▶ **Records provided**
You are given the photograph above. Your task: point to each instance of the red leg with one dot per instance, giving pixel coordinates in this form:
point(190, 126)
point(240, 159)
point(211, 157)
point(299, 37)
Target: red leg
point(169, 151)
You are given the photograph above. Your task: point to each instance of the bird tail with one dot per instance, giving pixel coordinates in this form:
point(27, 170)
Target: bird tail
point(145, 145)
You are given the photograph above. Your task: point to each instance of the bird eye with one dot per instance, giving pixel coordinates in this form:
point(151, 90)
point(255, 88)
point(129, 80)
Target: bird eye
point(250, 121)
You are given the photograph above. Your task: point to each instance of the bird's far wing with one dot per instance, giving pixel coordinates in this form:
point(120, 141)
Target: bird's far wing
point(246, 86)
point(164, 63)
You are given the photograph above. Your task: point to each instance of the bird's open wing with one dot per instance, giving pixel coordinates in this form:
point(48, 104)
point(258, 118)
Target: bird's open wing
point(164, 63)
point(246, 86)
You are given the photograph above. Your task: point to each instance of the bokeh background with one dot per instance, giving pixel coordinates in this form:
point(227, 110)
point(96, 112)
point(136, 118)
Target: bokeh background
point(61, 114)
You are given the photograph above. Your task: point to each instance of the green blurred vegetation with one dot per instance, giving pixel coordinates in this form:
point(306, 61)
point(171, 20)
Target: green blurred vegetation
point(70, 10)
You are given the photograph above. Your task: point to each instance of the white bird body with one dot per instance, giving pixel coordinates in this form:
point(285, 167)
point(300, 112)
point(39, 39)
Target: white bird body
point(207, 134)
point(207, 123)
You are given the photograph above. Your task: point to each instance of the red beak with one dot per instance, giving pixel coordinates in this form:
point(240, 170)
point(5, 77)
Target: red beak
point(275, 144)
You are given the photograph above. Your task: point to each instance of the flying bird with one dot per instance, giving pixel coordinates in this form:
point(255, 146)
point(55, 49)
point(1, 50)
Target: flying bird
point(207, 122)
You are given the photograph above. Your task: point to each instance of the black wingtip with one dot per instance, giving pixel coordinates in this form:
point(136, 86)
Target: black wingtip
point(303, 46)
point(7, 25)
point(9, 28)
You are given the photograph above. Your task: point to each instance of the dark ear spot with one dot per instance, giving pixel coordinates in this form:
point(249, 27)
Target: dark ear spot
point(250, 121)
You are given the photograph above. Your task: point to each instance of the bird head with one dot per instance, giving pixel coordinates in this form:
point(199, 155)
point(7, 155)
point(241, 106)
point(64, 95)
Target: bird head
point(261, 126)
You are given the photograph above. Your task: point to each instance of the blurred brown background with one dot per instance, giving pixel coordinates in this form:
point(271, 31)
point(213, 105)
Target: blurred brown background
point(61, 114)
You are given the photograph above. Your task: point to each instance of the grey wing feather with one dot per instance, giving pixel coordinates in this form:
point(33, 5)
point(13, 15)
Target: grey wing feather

▶ **Try it**
Given the entries above, say how many lines include the word "grey", and write nothing besides the number.

▶ **Task output**
2